● YOUR TASK:
Copy out everything from the line containing "Note to the class: point to the waffle" down to the end of the items below, keeping each line unchanged and leaving out the pictures.

·····

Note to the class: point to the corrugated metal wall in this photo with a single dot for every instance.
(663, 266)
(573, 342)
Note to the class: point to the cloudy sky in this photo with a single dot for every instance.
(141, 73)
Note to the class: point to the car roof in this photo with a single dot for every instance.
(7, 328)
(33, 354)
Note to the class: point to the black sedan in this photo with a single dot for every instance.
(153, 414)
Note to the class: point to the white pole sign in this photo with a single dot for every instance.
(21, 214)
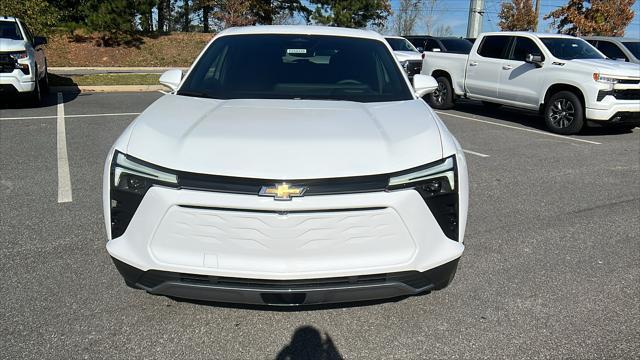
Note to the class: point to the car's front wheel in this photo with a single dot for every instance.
(36, 94)
(564, 114)
(442, 97)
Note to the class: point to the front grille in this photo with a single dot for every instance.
(414, 279)
(629, 94)
(7, 63)
(250, 186)
(414, 67)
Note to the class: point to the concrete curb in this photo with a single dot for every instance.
(109, 88)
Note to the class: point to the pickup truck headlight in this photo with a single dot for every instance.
(437, 184)
(129, 181)
(19, 55)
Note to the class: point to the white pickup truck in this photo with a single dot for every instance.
(564, 78)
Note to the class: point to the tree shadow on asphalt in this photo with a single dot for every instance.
(527, 118)
(23, 102)
(308, 344)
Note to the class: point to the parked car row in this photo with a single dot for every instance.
(569, 81)
(23, 64)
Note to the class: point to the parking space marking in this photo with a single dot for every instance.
(475, 153)
(68, 116)
(64, 177)
(520, 128)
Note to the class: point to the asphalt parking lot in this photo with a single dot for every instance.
(551, 267)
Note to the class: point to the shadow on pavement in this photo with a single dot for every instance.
(308, 344)
(22, 101)
(526, 118)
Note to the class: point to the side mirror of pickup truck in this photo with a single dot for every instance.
(424, 84)
(534, 59)
(171, 78)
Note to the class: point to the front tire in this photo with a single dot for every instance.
(564, 113)
(36, 94)
(442, 97)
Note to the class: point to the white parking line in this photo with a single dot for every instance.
(64, 177)
(520, 128)
(475, 153)
(68, 116)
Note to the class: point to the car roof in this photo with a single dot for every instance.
(536, 34)
(301, 29)
(610, 38)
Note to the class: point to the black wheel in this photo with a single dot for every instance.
(563, 113)
(442, 96)
(44, 84)
(36, 94)
(490, 105)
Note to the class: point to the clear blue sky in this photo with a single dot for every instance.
(455, 13)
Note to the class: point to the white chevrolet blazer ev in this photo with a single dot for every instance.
(291, 165)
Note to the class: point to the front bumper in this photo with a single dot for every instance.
(288, 293)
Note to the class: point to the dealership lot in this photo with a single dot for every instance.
(551, 268)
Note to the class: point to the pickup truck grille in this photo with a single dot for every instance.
(630, 94)
(7, 63)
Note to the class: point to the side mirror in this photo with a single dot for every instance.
(39, 40)
(534, 59)
(171, 78)
(424, 84)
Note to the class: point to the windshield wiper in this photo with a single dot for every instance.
(194, 93)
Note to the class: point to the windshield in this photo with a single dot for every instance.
(457, 46)
(400, 44)
(634, 47)
(268, 66)
(9, 30)
(571, 48)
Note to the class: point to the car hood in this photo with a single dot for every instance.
(285, 139)
(7, 45)
(407, 55)
(610, 67)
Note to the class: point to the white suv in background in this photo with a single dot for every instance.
(23, 65)
(564, 78)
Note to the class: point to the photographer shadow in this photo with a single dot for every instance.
(308, 344)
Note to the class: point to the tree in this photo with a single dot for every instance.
(39, 15)
(593, 17)
(407, 16)
(275, 11)
(517, 15)
(350, 13)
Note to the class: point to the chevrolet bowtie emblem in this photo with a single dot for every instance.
(282, 191)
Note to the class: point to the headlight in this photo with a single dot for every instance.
(129, 181)
(405, 65)
(437, 185)
(604, 78)
(19, 55)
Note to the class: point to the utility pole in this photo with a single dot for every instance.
(474, 25)
(535, 28)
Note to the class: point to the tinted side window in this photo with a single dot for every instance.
(432, 44)
(523, 47)
(494, 46)
(28, 32)
(611, 50)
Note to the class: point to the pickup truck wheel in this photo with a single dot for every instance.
(563, 113)
(442, 96)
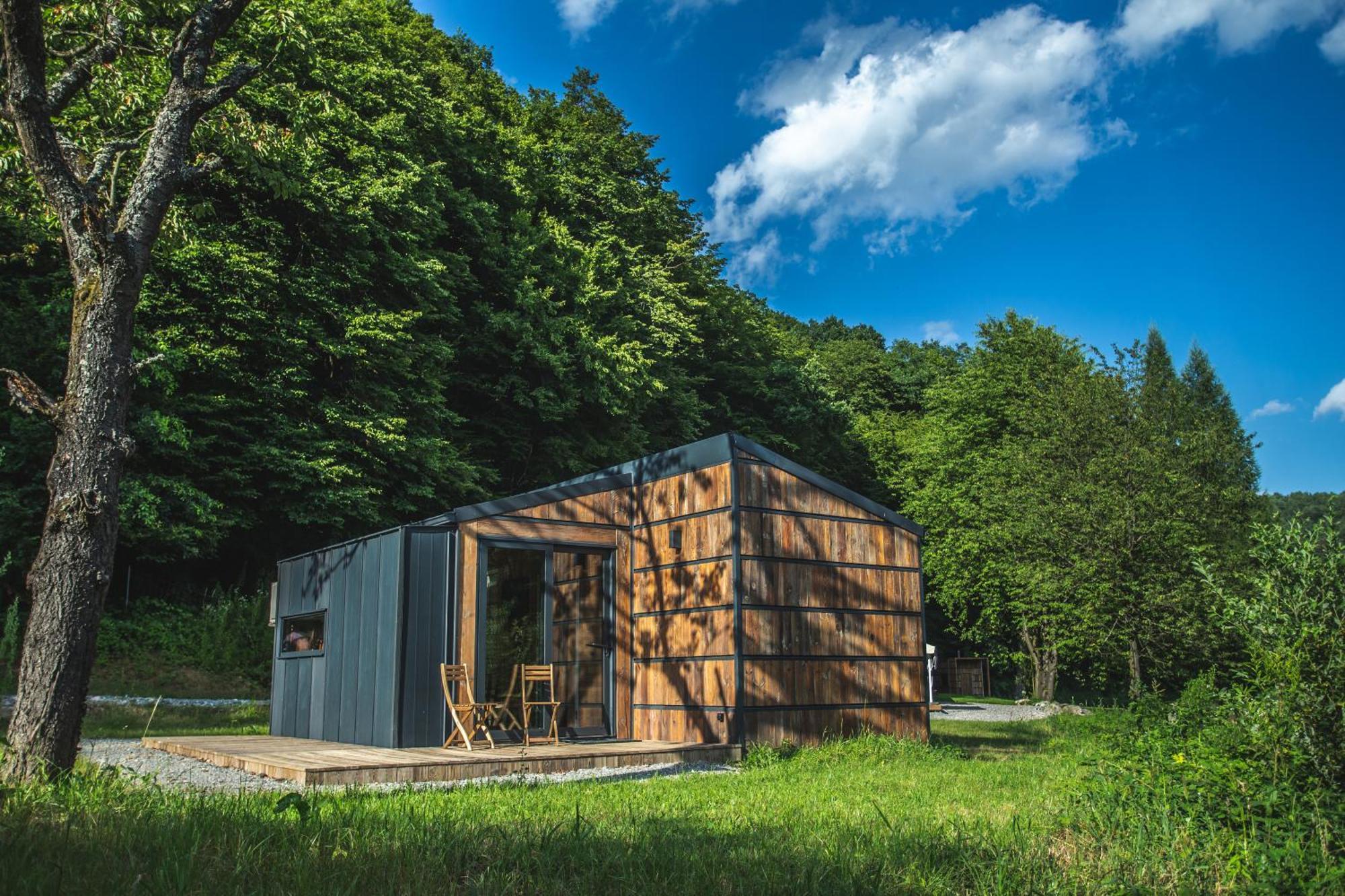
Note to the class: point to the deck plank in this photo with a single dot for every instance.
(322, 762)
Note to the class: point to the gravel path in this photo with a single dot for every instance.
(194, 774)
(1004, 712)
(114, 700)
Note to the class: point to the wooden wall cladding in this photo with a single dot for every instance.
(829, 634)
(790, 584)
(691, 493)
(603, 507)
(699, 682)
(703, 537)
(696, 634)
(828, 540)
(812, 725)
(801, 682)
(544, 530)
(684, 587)
(766, 486)
(684, 725)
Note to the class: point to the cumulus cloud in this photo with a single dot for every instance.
(1334, 403)
(580, 17)
(905, 126)
(1334, 44)
(1148, 28)
(1273, 408)
(942, 333)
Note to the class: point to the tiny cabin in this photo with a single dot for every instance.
(718, 592)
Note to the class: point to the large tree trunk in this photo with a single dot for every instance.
(1137, 682)
(71, 576)
(1046, 663)
(108, 245)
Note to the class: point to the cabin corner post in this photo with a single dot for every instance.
(736, 548)
(925, 635)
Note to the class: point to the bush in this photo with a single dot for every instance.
(228, 635)
(1242, 786)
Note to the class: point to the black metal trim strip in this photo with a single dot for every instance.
(680, 611)
(836, 657)
(559, 522)
(822, 482)
(817, 706)
(722, 708)
(683, 563)
(848, 611)
(812, 516)
(828, 563)
(683, 517)
(736, 533)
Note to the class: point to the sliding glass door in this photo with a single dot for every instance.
(549, 604)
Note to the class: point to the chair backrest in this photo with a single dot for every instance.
(455, 674)
(535, 676)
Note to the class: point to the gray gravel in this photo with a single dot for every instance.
(1005, 712)
(114, 700)
(194, 774)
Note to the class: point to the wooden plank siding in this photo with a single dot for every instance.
(832, 614)
(684, 663)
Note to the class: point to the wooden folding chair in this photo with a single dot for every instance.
(535, 676)
(463, 706)
(500, 713)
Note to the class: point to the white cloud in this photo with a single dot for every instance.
(905, 127)
(1148, 28)
(1334, 403)
(761, 261)
(1273, 408)
(1334, 44)
(942, 333)
(580, 17)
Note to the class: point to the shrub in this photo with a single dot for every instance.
(228, 635)
(1242, 786)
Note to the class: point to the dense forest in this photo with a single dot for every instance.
(415, 286)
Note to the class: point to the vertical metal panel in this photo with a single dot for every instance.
(427, 614)
(365, 571)
(389, 634)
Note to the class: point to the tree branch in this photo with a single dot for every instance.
(29, 396)
(106, 158)
(225, 89)
(80, 72)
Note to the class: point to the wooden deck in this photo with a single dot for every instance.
(322, 762)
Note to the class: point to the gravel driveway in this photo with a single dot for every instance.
(194, 774)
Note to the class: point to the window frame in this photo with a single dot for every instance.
(301, 654)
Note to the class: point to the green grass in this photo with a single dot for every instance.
(983, 809)
(132, 721)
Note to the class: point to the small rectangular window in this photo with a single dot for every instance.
(303, 634)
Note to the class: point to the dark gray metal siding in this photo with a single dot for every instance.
(426, 639)
(349, 693)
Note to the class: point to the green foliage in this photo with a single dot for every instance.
(10, 630)
(1243, 784)
(412, 287)
(227, 635)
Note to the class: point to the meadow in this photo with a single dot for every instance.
(985, 807)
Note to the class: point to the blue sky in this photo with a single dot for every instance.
(919, 167)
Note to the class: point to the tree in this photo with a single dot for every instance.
(1003, 471)
(108, 237)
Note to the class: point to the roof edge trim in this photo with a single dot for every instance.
(827, 485)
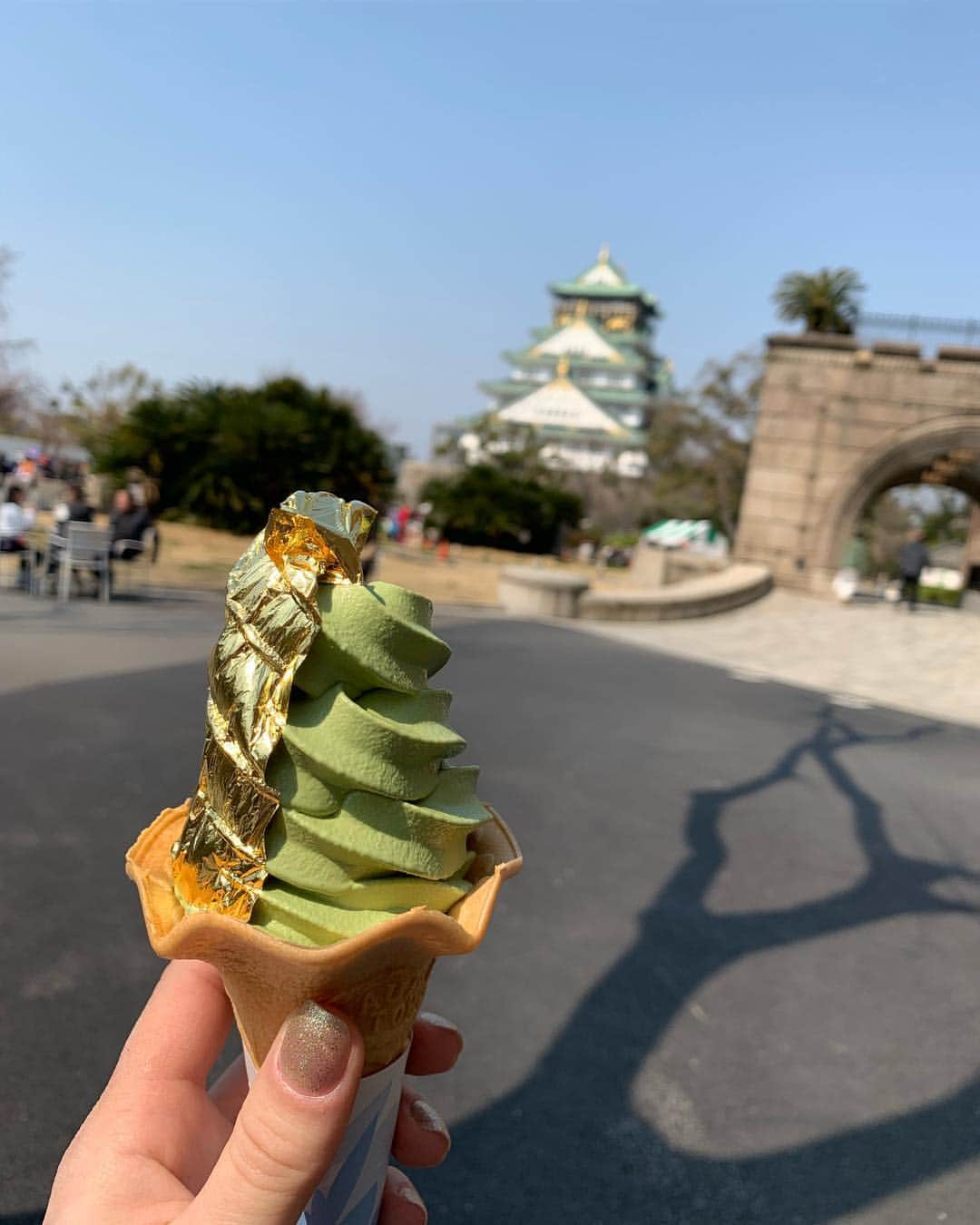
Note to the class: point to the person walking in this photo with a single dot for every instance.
(913, 557)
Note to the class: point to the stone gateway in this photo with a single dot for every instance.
(839, 424)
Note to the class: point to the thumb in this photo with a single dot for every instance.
(289, 1126)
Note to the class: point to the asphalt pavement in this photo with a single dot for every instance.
(737, 982)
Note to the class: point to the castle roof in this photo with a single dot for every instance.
(561, 406)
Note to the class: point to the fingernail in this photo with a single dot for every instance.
(434, 1018)
(427, 1117)
(405, 1190)
(314, 1050)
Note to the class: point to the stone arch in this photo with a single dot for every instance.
(898, 459)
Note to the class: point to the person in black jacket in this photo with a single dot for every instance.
(913, 557)
(128, 524)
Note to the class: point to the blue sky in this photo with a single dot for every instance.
(375, 196)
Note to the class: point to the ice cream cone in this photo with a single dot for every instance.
(377, 979)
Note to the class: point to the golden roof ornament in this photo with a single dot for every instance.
(271, 622)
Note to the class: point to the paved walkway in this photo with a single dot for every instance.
(927, 663)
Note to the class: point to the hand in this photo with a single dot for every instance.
(158, 1148)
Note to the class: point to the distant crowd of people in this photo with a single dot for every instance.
(130, 522)
(34, 463)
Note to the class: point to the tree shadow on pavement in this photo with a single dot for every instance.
(567, 1145)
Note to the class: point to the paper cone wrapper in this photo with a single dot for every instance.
(377, 979)
(350, 1190)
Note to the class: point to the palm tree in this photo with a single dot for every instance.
(826, 301)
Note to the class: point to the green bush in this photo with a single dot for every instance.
(226, 455)
(940, 595)
(487, 506)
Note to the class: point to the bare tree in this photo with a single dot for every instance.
(16, 389)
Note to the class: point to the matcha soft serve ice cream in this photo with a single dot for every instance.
(373, 818)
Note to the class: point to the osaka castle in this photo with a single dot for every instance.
(587, 384)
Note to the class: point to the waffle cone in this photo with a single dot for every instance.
(377, 979)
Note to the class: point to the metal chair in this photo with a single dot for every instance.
(86, 548)
(135, 557)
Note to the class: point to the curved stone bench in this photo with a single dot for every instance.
(699, 597)
(533, 591)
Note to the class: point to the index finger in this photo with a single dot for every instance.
(436, 1045)
(181, 1032)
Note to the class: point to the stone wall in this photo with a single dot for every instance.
(837, 426)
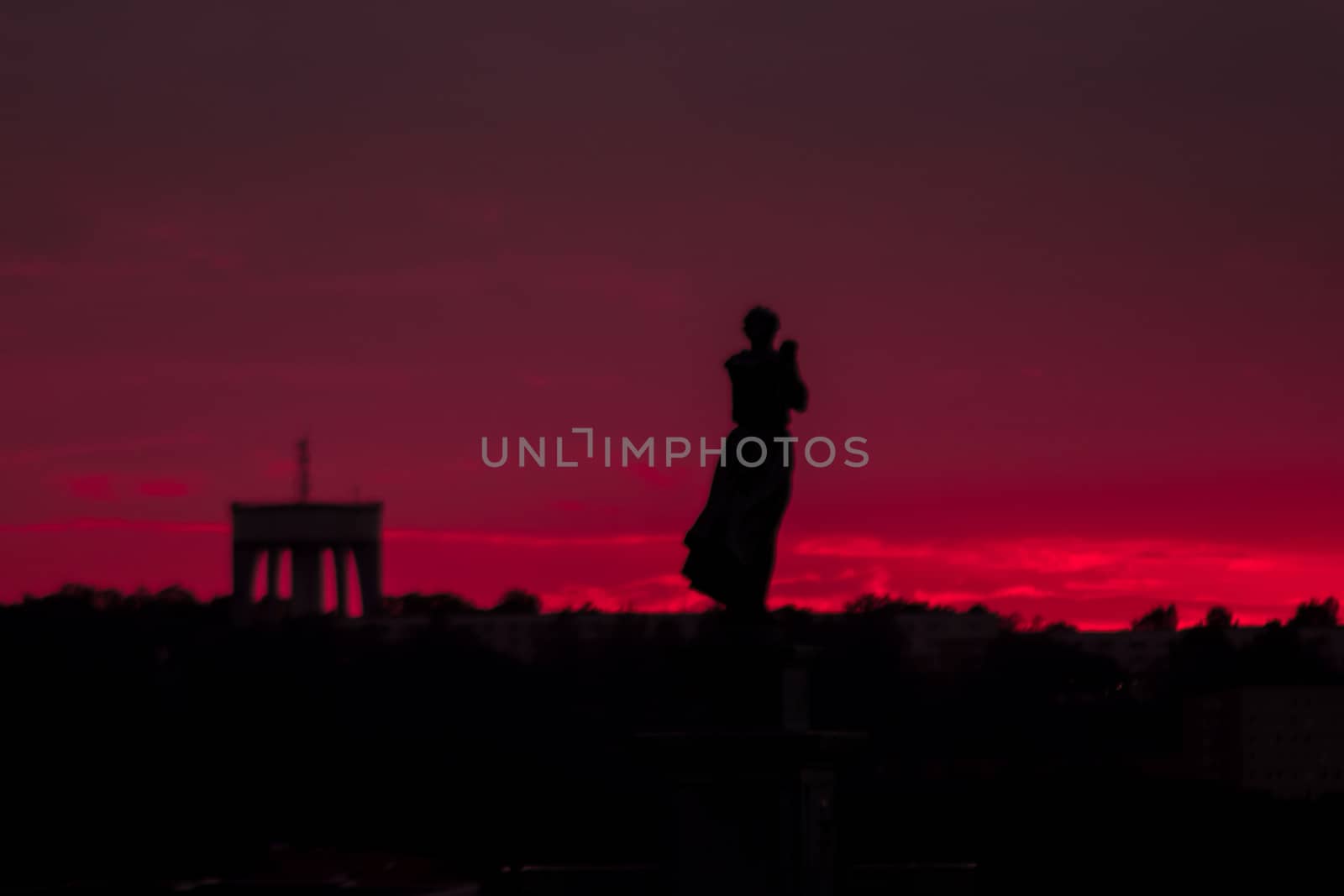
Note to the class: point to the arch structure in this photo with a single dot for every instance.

·····

● EXERCISE OUTPUT:
Note to the class: point to the waffle cone in this photo with a single dot for every instance.
(377, 979)
Note to the class: point to the metal chair in this photo with a single dot for every instance.
(86, 548)
(135, 557)
Note to the class: point to the curved stone bench in this photo with a single dot for every instance.
(699, 597)
(533, 591)
Note to the class: point to the index finger in this photo with a single dot for every instance.
(436, 1045)
(181, 1032)
Note to the class: point to the stone wall in this photo with a single dot for every instance.
(837, 426)
Note to the class: point to the arch structure in this photo with a single dot for every instance.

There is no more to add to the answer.